## Records drawn from a collection

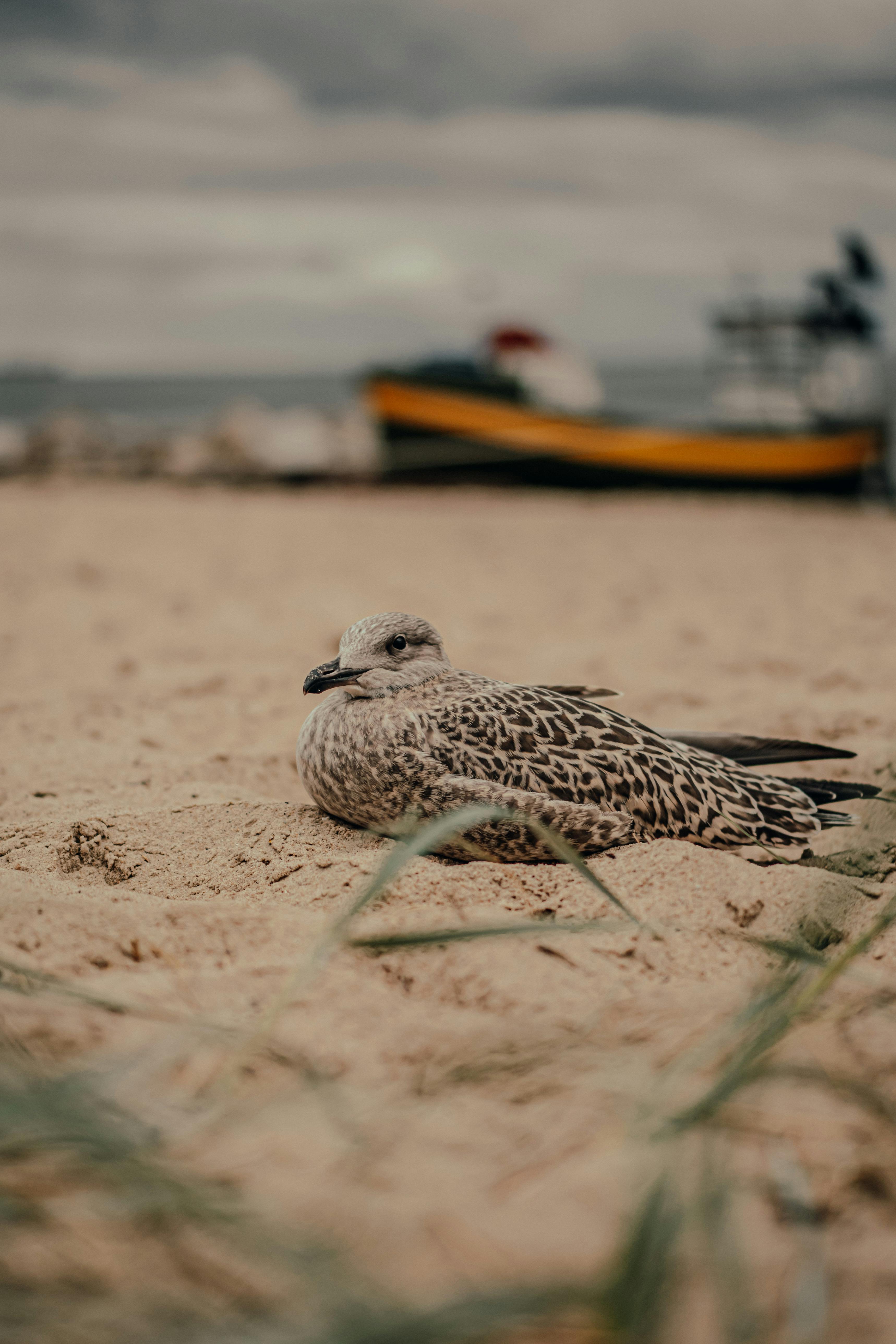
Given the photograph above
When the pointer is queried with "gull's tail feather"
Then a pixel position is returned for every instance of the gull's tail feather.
(836, 819)
(749, 751)
(835, 791)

## SHORT EXERCISE
Please repeat the material above word for word, leaving out the pictures.

## EXPECTED ANSWER
Given the photograph above
When the pointer is queried with "gull's tail feather"
Then a pixel position is returned for every instance of the gull's tail feather.
(836, 819)
(749, 751)
(835, 791)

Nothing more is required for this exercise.